## [Short task]
Put every one of these lines into a Markdown table with the columns Row and Line text, numbering the rows and leaving out blank lines. Leave the pictures out of the answer.

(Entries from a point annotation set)
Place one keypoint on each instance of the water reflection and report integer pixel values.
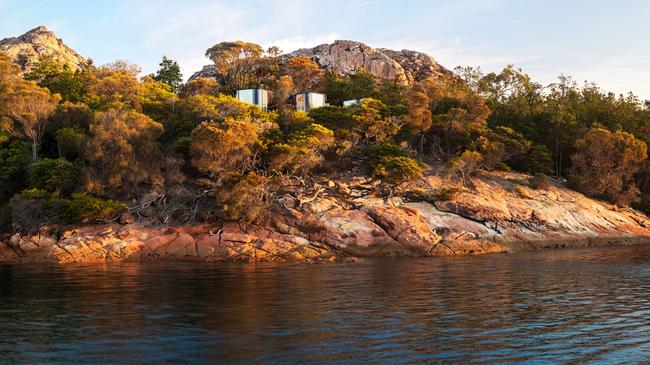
(548, 307)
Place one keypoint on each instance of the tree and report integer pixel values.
(54, 176)
(245, 199)
(605, 163)
(14, 160)
(235, 63)
(464, 166)
(114, 85)
(169, 73)
(122, 152)
(58, 78)
(305, 73)
(302, 150)
(223, 150)
(398, 169)
(27, 107)
(420, 118)
(199, 86)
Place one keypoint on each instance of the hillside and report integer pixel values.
(105, 165)
(26, 49)
(347, 220)
(346, 57)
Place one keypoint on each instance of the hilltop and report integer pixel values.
(345, 57)
(405, 159)
(26, 49)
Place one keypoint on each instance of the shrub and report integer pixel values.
(523, 192)
(464, 166)
(502, 166)
(397, 170)
(420, 195)
(539, 181)
(35, 194)
(446, 194)
(245, 200)
(54, 176)
(84, 208)
(182, 145)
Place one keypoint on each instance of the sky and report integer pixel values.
(606, 42)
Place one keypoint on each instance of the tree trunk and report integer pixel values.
(34, 150)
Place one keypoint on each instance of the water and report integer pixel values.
(553, 307)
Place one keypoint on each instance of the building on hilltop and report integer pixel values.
(259, 97)
(307, 101)
(352, 102)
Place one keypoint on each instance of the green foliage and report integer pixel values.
(14, 160)
(540, 181)
(169, 73)
(464, 166)
(397, 170)
(182, 145)
(245, 199)
(88, 209)
(501, 166)
(54, 176)
(36, 194)
(537, 160)
(58, 78)
(301, 151)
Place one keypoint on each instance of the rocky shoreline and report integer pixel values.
(347, 221)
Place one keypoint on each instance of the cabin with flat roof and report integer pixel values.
(307, 101)
(352, 102)
(259, 97)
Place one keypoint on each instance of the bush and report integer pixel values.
(502, 166)
(182, 145)
(84, 208)
(397, 170)
(245, 200)
(464, 166)
(35, 194)
(446, 194)
(539, 181)
(54, 176)
(523, 192)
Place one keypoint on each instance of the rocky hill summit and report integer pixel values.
(348, 57)
(26, 49)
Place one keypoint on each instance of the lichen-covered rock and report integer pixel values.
(349, 57)
(495, 216)
(26, 49)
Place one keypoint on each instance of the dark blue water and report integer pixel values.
(554, 307)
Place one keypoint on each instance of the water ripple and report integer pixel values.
(555, 307)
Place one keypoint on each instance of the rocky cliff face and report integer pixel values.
(348, 57)
(27, 48)
(347, 220)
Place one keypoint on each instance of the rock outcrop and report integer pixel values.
(349, 57)
(26, 49)
(501, 214)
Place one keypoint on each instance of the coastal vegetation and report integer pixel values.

## [Answer in full]
| Row | Line text |
|---|---|
| 1 | Place one keypoint on each instance of the water reflection and report integer pixel values. |
| 2 | (548, 307) |
| 3 | Place one keypoint on each instance of the tree and report integer pixel values. |
| 4 | (54, 176) |
| 5 | (245, 199) |
| 6 | (605, 163) |
| 7 | (14, 160) |
| 8 | (235, 63) |
| 9 | (464, 166) |
| 10 | (114, 85) |
| 11 | (169, 73) |
| 12 | (122, 152) |
| 13 | (58, 78) |
| 14 | (305, 73) |
| 15 | (302, 150) |
| 16 | (223, 150) |
| 17 | (398, 169) |
| 18 | (27, 107) |
| 19 | (420, 118) |
| 20 | (199, 86) |
| 21 | Place one keypoint on each instance of the hillside and report integer pixel values. |
| 22 | (105, 165) |
| 23 | (26, 49) |
| 24 | (347, 220) |
| 25 | (346, 57) |
| 26 | Place one keypoint on each instance of the hilltop and report integer pixel values. |
| 27 | (345, 57) |
| 28 | (405, 159) |
| 29 | (26, 49) |
| 30 | Place one keypoint on each instance of the shrub and report integer pixel values. |
| 31 | (523, 192) |
| 32 | (464, 166) |
| 33 | (502, 166) |
| 34 | (397, 170) |
| 35 | (420, 195) |
| 36 | (539, 181) |
| 37 | (35, 194) |
| 38 | (446, 194) |
| 39 | (245, 200) |
| 40 | (54, 176) |
| 41 | (84, 208) |
| 42 | (182, 145) |
| 43 | Place one keypoint on each instance of the sky and report integer pixel values. |
| 44 | (606, 42) |
| 45 | Place one keypoint on each instance of the tree trunk and report integer pixel values. |
| 46 | (34, 150) |
| 47 | Place one keypoint on each instance of the water and report integer pixel values. |
| 48 | (553, 307) |
| 49 | Place one keypoint on each instance of the building on hilltop and report integer pixel values. |
| 50 | (259, 97) |
| 51 | (307, 101) |
| 52 | (352, 102) |
| 53 | Place one keypoint on each instance of the green foliage and report integer pixel values. |
| 54 | (14, 160) |
| 55 | (540, 181) |
| 56 | (169, 73) |
| 57 | (464, 166) |
| 58 | (397, 170) |
| 59 | (182, 145) |
| 60 | (245, 199) |
| 61 | (88, 209) |
| 62 | (501, 166) |
| 63 | (54, 176) |
| 64 | (36, 194) |
| 65 | (537, 160) |
| 66 | (58, 78) |
| 67 | (301, 151) |
| 68 | Place one keypoint on each instance of the rocky shoreline and report integer pixel values. |
| 69 | (347, 221) |
| 70 | Place one keypoint on each instance of the cabin with flat roof and report integer pixel values. |
| 71 | (307, 101) |
| 72 | (352, 102) |
| 73 | (259, 97) |
| 74 | Place one keypoint on each instance of the bush and report integer pixel values. |
| 75 | (502, 166) |
| 76 | (182, 145) |
| 77 | (84, 208) |
| 78 | (397, 170) |
| 79 | (245, 200) |
| 80 | (464, 166) |
| 81 | (35, 194) |
| 82 | (446, 194) |
| 83 | (539, 181) |
| 84 | (54, 176) |
| 85 | (523, 192) |
| 86 | Place one keypoint on each instance of the rocky hill summit and report integer pixel values. |
| 87 | (348, 57) |
| 88 | (26, 49) |
| 89 | Place one keypoint on each instance of the lichen-covered rock and report integer pixel values. |
| 90 | (349, 57) |
| 91 | (495, 216) |
| 92 | (26, 49) |
| 93 | Place one keypoint on each instance of the dark blue water and report integer pixel values. |
| 94 | (554, 307) |
| 95 | Place one keypoint on each instance of the water ripple and report integer pixel values. |
| 96 | (555, 307) |
| 97 | Place one keypoint on each instance of the rocky cliff face and report integer pixel values. |
| 98 | (348, 57) |
| 99 | (27, 48) |
| 100 | (347, 220) |
| 101 | Place one keypoint on each instance of the rock outcrop and report integer pixel values. |
| 102 | (349, 57) |
| 103 | (26, 49) |
| 104 | (501, 214) |
| 105 | Place one keypoint on each instance of the coastal vegetation and report integer pixel values. |